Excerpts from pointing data
----------------------------------------

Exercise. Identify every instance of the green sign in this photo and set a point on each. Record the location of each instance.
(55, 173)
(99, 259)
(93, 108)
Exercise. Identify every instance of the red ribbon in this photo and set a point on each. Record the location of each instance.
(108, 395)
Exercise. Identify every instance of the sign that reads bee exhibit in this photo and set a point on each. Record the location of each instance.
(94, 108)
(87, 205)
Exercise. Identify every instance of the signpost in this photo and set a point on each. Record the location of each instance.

----------------------------------------

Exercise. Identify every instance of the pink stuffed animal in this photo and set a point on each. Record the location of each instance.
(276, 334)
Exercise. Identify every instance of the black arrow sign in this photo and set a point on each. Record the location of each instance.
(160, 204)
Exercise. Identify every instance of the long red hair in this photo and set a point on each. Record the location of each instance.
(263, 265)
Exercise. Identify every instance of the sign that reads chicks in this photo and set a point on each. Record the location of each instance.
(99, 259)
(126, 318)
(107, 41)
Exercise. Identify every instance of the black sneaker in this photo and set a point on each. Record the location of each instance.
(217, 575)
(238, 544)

----------------------------------------

STATED GOAL = Reproduce verbatim the stretch of the data from the line containing "Exercise. Identify every instance of the green" through the line containing "Exercise. Identify every instance of the signpost", with both of those lines included.

EXERCISE SOLUTION =
Exercise. Identify every instance of the green sign in this photo and set a point on each. Record the location of each instance.
(55, 173)
(99, 259)
(93, 108)
Exercise. Identify every instance of the red ribbon in this photo and set a point on each. Record the location of each instance.
(108, 395)
Exercise. Identify every instance of the sign that reads bee exhibit in this photo and set a point on each. Record the location of each instance.
(94, 108)
(87, 205)
Exercise. Identify every instance of the signpost in this photo and set a point on each. Record the location of each instance.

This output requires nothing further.